Work item:
Transcribe exactly the lines that fall between the one holding "Query: skin" and the one holding "Point to the light", inclusive, from the entries below.

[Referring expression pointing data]

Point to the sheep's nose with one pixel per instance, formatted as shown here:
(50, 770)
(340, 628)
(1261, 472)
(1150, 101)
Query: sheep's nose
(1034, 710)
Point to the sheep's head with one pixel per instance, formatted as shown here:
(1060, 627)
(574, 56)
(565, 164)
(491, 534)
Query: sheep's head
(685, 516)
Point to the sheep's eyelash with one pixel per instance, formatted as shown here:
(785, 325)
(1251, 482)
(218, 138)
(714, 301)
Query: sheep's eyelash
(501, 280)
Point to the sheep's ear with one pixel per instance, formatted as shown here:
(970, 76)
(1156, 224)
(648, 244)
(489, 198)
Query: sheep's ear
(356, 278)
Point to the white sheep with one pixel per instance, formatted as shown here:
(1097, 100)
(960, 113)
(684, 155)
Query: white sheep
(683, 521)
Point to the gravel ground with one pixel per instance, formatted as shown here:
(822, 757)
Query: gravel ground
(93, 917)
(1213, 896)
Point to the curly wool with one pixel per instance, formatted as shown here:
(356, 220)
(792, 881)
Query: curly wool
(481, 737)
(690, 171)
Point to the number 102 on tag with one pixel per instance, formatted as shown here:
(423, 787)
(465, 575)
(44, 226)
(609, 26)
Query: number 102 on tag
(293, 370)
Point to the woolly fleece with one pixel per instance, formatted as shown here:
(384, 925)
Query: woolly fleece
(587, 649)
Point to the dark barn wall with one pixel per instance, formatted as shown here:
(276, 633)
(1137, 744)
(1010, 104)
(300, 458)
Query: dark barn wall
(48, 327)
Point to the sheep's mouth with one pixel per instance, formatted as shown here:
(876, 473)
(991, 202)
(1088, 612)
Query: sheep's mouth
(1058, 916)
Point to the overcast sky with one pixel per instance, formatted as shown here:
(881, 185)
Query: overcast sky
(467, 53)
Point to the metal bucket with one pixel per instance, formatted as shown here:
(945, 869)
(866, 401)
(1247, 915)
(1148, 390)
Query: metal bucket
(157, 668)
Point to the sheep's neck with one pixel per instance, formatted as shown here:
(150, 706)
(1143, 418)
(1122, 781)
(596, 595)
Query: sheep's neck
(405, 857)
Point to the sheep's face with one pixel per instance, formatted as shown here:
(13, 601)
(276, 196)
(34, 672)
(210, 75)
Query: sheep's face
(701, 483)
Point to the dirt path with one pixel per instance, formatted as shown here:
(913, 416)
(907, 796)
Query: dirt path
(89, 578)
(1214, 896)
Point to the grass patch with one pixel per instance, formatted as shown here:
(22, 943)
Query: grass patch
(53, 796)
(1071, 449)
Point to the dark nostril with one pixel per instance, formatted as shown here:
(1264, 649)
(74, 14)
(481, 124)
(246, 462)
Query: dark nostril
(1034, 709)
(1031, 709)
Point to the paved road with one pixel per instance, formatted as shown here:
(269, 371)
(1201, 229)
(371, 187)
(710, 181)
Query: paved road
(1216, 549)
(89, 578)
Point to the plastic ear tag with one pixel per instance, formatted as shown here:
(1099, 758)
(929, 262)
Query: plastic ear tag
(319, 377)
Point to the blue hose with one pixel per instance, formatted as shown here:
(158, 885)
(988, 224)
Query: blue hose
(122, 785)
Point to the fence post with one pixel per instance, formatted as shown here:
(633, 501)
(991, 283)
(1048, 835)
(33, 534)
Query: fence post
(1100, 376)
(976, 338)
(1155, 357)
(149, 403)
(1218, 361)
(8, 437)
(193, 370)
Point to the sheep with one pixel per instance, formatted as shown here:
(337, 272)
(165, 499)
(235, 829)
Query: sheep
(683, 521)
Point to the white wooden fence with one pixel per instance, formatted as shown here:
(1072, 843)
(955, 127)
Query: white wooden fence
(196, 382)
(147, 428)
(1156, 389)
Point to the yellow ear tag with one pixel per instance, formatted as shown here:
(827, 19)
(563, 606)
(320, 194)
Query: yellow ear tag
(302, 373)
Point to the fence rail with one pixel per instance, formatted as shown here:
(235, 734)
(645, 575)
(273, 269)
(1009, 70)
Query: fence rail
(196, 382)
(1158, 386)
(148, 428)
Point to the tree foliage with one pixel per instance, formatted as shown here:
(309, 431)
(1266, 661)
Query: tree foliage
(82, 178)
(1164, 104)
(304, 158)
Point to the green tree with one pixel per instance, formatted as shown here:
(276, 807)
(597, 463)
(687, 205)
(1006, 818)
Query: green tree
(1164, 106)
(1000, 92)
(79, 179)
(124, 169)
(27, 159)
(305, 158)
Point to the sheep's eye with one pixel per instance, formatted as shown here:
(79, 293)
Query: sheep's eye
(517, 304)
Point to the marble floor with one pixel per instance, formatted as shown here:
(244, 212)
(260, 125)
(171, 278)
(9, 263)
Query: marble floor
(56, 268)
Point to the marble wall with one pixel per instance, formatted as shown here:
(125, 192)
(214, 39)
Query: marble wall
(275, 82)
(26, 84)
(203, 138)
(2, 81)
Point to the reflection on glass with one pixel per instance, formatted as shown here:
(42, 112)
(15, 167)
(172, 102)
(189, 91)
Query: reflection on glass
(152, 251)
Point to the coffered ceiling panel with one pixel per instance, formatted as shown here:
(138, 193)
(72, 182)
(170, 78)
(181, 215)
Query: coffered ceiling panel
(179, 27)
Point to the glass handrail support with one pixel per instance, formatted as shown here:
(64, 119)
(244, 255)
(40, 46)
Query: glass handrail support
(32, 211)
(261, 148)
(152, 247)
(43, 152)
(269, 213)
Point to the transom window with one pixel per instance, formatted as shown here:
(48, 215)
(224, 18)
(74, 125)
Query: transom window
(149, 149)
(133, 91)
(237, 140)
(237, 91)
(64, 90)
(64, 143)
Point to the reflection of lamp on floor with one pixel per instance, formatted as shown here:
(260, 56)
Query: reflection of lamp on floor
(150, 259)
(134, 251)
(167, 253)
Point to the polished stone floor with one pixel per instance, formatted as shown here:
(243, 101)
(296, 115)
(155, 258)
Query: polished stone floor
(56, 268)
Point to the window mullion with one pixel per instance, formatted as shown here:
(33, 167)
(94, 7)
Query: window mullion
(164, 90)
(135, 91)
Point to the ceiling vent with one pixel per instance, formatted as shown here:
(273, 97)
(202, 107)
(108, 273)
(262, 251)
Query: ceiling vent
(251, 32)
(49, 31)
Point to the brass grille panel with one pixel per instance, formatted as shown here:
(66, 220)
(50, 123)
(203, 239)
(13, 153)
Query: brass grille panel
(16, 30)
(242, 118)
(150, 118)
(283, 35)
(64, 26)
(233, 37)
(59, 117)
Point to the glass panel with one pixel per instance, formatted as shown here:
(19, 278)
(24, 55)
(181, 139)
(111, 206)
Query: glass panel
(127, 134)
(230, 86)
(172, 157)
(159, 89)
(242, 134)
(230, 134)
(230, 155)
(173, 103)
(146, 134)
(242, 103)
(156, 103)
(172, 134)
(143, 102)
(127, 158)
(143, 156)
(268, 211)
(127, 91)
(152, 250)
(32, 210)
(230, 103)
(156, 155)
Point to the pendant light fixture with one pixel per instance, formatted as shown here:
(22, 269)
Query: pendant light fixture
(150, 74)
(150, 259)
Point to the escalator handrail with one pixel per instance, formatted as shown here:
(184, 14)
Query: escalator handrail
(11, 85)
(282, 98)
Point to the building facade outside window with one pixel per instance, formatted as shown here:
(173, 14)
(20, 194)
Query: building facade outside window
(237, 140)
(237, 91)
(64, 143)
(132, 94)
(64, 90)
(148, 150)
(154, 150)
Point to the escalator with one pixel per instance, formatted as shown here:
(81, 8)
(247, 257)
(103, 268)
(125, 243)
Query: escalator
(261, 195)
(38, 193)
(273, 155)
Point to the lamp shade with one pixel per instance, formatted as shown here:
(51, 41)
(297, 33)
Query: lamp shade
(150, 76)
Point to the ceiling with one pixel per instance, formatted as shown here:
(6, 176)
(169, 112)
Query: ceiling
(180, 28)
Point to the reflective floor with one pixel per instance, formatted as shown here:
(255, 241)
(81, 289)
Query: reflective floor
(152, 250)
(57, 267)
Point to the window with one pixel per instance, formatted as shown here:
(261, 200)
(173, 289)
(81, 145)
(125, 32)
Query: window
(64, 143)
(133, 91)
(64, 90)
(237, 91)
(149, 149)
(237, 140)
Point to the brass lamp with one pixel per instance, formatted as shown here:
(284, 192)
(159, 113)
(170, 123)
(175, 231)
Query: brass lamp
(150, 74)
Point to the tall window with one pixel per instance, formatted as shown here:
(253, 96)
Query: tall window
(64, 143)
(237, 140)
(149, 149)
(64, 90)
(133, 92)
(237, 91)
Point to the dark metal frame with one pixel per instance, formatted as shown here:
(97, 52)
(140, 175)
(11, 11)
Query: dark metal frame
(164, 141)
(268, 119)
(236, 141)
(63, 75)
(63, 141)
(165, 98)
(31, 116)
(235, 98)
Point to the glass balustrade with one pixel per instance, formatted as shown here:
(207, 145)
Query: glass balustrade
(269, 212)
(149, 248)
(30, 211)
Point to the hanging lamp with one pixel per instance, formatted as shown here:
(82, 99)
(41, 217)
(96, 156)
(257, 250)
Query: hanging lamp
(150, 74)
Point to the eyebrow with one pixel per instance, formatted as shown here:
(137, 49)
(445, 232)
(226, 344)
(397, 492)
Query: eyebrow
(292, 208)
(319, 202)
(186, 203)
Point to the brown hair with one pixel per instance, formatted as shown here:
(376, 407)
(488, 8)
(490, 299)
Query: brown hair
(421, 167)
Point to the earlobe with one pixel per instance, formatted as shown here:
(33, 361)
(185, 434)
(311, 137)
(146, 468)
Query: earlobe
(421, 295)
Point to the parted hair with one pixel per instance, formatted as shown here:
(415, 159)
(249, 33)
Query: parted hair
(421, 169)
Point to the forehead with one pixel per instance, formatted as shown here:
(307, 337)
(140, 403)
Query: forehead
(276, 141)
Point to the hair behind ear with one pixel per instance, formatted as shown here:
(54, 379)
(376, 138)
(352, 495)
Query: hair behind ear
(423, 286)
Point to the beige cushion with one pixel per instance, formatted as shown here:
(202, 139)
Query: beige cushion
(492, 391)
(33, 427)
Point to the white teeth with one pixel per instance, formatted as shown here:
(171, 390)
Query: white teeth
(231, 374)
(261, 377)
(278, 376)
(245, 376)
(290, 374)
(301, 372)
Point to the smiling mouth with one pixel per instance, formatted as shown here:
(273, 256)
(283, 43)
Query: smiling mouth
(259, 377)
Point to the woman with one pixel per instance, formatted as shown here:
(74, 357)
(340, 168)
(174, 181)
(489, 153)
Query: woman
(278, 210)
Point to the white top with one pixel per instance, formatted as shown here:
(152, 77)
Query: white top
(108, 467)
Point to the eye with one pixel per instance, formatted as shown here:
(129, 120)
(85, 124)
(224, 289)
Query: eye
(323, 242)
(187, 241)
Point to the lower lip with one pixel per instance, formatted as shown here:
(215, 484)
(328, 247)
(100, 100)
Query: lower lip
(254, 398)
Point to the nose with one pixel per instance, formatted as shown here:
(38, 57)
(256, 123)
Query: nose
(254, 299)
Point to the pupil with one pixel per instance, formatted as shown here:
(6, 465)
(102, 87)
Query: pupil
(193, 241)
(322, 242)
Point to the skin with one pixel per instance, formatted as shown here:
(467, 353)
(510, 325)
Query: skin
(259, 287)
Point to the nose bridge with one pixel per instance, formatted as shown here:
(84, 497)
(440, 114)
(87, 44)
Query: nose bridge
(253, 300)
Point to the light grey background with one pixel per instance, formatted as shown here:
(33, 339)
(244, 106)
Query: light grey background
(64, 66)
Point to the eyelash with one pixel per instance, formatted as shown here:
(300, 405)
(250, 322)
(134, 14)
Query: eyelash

Your response:
Query: skin
(259, 287)
Point to the nose bridge with one pixel per instance, formatted as shown here:
(84, 497)
(440, 114)
(87, 44)
Query: nose bridge
(253, 300)
Point to the light grey background with one pixel per instance, formatted as shown here:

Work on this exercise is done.